* WHAT TO WORK ON
A. According to the essay about the friend in Rancho Grande, where did he live and study before moving to Rancho Grande?
B. In the essay about the friend in Rancho Grande, list every new thing the writer says they were faced with after first arriving in Rancho.
C. Return the passage from the essay about the friend in Rancho Grande that begins at the words "When I first" and stops after the words "has gotten cold.".
*** TEXT PROVIDED ***
Luck found him upon his return. He started working in the
health center as an assistant in the laboratory, and moved on to driving one of
the ambulances. The ambulance job
has no set hours – often he has deep, dark lines under his eyes from lack of
sleep– but he loves the hard work.
When he was 11 they moved to Rancho Grande. Before that they
lived, and he studied, in Mataglapa. He says as children he and his 3 siblings
never fought, not really, and only a little once they were teenagers. It is
hard to picture him fighting with anyone if you only know his sensitive side,
which is an overwhelming part of his personality, but I have seen him smack his
middle child, ignore his eldest daughter for days when she became pregnant at
15, and refuse to go home due to issues with his wife. I have heard from his own mouth that he
wished his wife didn’t work, and that he feels justified in having an “other
woman”; pieces of the machismo culture that have clung to him. He listens very intently and
respectfully to me when I half-berate him for his infidelity and common or narrow perspective while at the same time not judging him as an evil person. We are all victims
of our culture.
There is honesty between us that is a precious commodity in
any relationship. “You can trust me,” he says to me one recent evening, sensing
a sadness within me. I was
thinking much about death – it was near the time of my grandfather’s departure from life.
You want what he says about trusting him to be true, and for all the trust that he
has put in you, you, with a sense of relief that you had almost forgotten
exists, talk about how you feel, thus strengthening the ties of this new
friendship.
When I first got to Rancho, he asked me why I was so quiet. Nobody had really asked me anything up until that point. He made an effort to sit with me and understand me a bit more. I told him that I was faced with a new culture, a new language, new food, new climate, a new job, far from my family and friends... I began to weep a little, and he, slightly embarrassed, surely, said, "I understand you now. I understand". In that response I gleaned his gentleness, his curiosity, his polite nature, but more than that his empathy, which is a characteristic that I find comforting and rare. To find that in such a new situation had a similar effect as pulling a blanket over yourself in the middle of the night when it has gotten cold.
*** DATA SUPPLIED ***
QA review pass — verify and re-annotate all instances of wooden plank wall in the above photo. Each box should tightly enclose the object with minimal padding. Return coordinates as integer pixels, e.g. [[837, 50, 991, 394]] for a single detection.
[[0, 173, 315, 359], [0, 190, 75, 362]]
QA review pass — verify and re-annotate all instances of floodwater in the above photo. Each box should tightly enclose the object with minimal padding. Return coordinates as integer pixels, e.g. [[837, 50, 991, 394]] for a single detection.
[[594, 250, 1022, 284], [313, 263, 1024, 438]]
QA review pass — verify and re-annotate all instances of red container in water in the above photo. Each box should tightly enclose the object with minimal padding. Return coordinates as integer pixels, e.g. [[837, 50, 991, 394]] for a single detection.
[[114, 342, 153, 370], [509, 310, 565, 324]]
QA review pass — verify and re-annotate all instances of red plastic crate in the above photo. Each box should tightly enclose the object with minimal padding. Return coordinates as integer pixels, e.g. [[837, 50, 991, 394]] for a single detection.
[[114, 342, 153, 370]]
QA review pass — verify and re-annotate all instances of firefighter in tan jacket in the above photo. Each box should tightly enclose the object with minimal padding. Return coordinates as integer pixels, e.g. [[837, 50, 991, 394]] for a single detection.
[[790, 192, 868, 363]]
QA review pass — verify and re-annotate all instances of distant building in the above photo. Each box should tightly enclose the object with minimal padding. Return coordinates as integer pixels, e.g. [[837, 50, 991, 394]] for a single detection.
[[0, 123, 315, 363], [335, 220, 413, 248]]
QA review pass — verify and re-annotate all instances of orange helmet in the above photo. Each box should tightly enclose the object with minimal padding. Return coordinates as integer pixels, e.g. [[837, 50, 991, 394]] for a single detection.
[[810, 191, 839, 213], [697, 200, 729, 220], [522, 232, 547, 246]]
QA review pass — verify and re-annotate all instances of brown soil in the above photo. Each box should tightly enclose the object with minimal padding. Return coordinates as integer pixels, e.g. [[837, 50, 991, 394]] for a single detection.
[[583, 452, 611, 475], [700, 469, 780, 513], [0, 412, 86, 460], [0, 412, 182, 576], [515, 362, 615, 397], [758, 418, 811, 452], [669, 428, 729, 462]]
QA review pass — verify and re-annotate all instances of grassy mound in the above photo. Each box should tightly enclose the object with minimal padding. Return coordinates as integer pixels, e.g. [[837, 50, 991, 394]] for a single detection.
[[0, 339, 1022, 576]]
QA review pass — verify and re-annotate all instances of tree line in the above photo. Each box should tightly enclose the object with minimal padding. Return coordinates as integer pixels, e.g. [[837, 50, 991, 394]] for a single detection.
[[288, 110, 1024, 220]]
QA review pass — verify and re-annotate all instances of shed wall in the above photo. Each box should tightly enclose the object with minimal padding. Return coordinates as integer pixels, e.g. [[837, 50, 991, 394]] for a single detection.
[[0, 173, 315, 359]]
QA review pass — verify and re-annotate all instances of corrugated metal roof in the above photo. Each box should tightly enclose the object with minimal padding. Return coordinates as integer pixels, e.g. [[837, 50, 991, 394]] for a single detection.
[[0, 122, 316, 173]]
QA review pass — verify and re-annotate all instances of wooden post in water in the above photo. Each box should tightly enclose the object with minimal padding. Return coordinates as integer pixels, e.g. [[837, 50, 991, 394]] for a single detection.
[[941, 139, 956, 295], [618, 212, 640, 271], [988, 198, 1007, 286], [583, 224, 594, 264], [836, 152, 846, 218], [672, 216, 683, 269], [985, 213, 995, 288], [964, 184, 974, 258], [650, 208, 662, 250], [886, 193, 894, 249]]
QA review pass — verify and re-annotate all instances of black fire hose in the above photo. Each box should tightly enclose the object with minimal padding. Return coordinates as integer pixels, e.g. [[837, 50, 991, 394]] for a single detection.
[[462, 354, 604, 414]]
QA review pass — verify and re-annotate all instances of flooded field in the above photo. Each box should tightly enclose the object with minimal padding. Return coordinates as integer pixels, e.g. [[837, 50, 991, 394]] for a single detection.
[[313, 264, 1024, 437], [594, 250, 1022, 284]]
***
* RESULTS OF THE TASKS
A. Mataglapa

B. a new culture, a new language, new food, new climate, a new job

C.
When I first got to Rancho, he asked me why I was so quiet. Nobody had really asked me anything up until that point. He made an effort to sit with me and understand me a bit more. I told him that I was faced with a new culture, a new language, new food, new climate, a new job, far from my family and friends... I began to weep a little, and he, slightly embarrassed, surely, said, "I understand you now. I understand". In that response I gleaned his gentleness, his curiosity, his polite nature, but more than that his empathy, which is a characteristic that I find comforting and rare. To find that in such a new situation had a similar effect as pulling a blanket over yourself in the middle of the night when it has gotten cold.